DATA FOR REVIEW
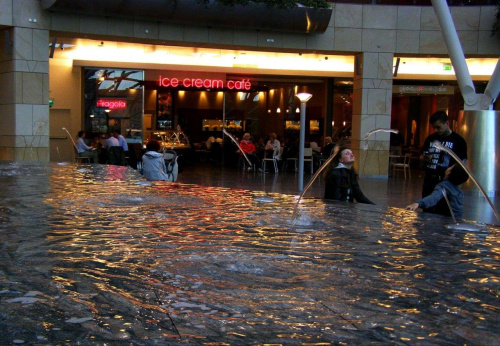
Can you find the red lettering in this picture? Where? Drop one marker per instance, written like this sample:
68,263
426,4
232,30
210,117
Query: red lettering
111,103
243,84
218,84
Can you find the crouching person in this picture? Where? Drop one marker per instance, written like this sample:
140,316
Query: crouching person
153,163
436,203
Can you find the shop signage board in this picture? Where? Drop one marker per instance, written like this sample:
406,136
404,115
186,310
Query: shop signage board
423,89
199,83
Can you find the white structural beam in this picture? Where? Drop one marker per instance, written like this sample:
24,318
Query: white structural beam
472,100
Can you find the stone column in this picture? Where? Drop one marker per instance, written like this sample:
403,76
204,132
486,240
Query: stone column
24,95
372,110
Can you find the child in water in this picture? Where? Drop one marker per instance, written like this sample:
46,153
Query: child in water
454,177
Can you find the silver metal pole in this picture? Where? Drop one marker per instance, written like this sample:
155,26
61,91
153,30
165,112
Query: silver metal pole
302,139
456,53
493,87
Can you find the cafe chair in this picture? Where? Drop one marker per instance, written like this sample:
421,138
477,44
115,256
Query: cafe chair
402,166
79,158
276,156
116,156
308,158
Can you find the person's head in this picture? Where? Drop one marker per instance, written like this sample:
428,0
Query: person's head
440,124
344,156
456,175
153,145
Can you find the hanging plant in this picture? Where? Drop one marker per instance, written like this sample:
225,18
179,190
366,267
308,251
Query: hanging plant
274,3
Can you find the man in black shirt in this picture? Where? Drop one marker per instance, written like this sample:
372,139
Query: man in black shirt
437,161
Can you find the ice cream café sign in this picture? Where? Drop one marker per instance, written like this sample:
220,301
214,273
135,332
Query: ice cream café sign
199,83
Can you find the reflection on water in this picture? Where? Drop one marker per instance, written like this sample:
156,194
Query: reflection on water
89,255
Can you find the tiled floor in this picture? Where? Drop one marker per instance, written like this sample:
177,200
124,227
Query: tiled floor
392,192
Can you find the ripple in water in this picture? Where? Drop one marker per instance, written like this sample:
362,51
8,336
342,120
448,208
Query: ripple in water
97,258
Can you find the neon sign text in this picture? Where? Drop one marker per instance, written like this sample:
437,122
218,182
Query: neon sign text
111,103
199,83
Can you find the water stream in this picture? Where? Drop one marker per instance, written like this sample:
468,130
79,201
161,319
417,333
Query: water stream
471,175
93,254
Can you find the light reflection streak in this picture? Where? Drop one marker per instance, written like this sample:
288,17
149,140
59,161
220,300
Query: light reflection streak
225,267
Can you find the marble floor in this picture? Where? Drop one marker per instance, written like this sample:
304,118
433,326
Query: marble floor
394,191
96,255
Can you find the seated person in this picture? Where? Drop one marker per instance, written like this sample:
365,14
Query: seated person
153,163
341,180
250,151
273,147
435,202
84,150
114,151
112,141
327,149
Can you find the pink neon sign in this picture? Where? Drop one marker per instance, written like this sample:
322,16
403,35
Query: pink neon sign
199,83
111,103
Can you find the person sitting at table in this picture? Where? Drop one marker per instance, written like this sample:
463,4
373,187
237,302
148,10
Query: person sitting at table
341,180
250,151
84,150
153,163
273,146
114,151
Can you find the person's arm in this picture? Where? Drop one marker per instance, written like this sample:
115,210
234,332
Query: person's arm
413,206
81,146
428,201
424,153
333,183
358,194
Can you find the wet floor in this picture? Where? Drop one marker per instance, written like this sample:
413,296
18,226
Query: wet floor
96,255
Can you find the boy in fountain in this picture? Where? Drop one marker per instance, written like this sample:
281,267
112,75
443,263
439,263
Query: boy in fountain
436,203
341,180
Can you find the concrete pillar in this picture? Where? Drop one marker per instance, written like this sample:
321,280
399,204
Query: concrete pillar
372,110
24,95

ACTIVITY
Each entry above should be written out verbatim, minus its pictures.

ANSWER FOR THE TASK
Can you find the red lettering in this picture? Where? Drop one marker per instance, written like this sample:
68,263
426,4
232,30
210,117
Query: red lettering
111,103
243,84
218,84
Can you find the crouching person in this picture? Where? Drop one marker per instance, written like this sample:
140,316
Query: crouching person
153,163
436,203
Can you find the shop signage board in this picture? Where? Drop one marker per instance, written like this sample:
406,136
404,115
186,310
Query: shop signage board
423,89
199,83
Can you find the white structural beam in this picture? Where? Drop one marker per instance, written like this sample:
24,318
Query: white structural beam
472,100
Can you find the stone column in this picture? Where? Drop one marker per instance, written like this sample:
403,76
204,132
486,240
Query: stone column
24,95
372,110
Can you find the child in water in this picture? Where? Drop one marker per instance, written like this sample:
46,153
Query: child in water
454,177
Can you find the silver metal pole in this picture? Where? Drop one marker per instance, written like this sample:
155,26
61,91
153,30
165,112
Query: silver metal pole
302,139
456,53
493,87
Can you find the cafe chair in this picture? Where? Drop one marker per instance, written like this sample:
421,138
477,44
115,256
Query: cafe chair
402,166
79,158
276,156
116,156
308,158
Can you find the person's head in this picture? Where? Drop one marker per instance, written like this sample:
428,0
Query: person's head
440,124
344,156
456,175
153,145
Can you find the hanging plant in this picture? Where? Drop one marker per instance, written like this sample:
225,18
179,190
366,267
308,251
Query: hanging plant
274,3
Can you find the man in black shirt in this picture? Where? Drop one marker per instance, written like this sample:
372,139
Query: man in black shirt
437,161
Can you find the ice cream café sign in this picture? Where? Drop one marker per instance, written like this sample:
220,301
214,273
135,332
Query: ice cream café sign
199,83
Can you find the reflection on water in this picture? Where? Drop one marker per instance, written like this sample:
156,194
Query: reflection on water
89,255
Can you find the tiled floor in this picture? Where? Drop one marker per instance, written like this sample:
177,200
124,227
Query: tiled floor
392,192
Can you find the ripple in water in this picture? Where? Drop one marker per instance, written like this sample:
362,51
8,336
342,120
448,208
Query: ripple in water
97,258
Can you find the neon sign text in this picture? Where? Drop one marker per instance, written like this sample:
437,122
218,182
Query: neon sign text
111,103
199,83
Can you find the water stream in this picture? Where? Drop one marker per instance, written like this sample:
468,130
79,201
161,319
417,333
Query: water stream
471,175
93,254
Can you find the light reflection streak in this picture? Where? Drop one marker per instance, written like this sample:
288,17
149,140
59,161
220,300
Query: light reflection streak
225,267
Can you find the marble floor in this picture? Where? Drop one marker per instance, written like this sample:
304,118
433,326
Query: marble floor
394,191
96,255
Can you find the seated person in this picture? Where? Drop one marker per instance, written like this sample:
365,14
Query: seated person
153,163
341,180
250,151
273,147
435,202
84,150
114,151
112,141
327,149
Can you find the pink neon sign in this picture? Where? Drop one marker per instance, written like this sample:
322,16
403,35
Query: pink neon sign
199,83
111,103
Can you find the person sitting at table in this picture? Where? Drop one marker per instance, written like this sample:
463,4
373,187
237,302
148,10
Query: person sitting at table
341,180
250,151
84,150
153,163
273,146
114,151
Can you find the person's arm in this picture? Where? Drop one marker per instance, written like this sample:
115,210
234,332
Query: person's arm
413,206
81,146
428,201
424,153
333,183
358,194
Can you find the wet floor in this picture? Where? Drop one marker per instance, written like this sample:
413,296
18,226
Query: wet floor
96,255
Can you find the boy in fountain in this picture? Where? Drop one marker per instance, written like this sample:
281,267
112,75
443,263
439,263
Query: boy in fountain
436,203
341,180
Can you find the concrete pillar in this picture? Where? Drop one marker per instance, written like this sample:
321,280
399,204
Query: concrete pillar
372,110
24,95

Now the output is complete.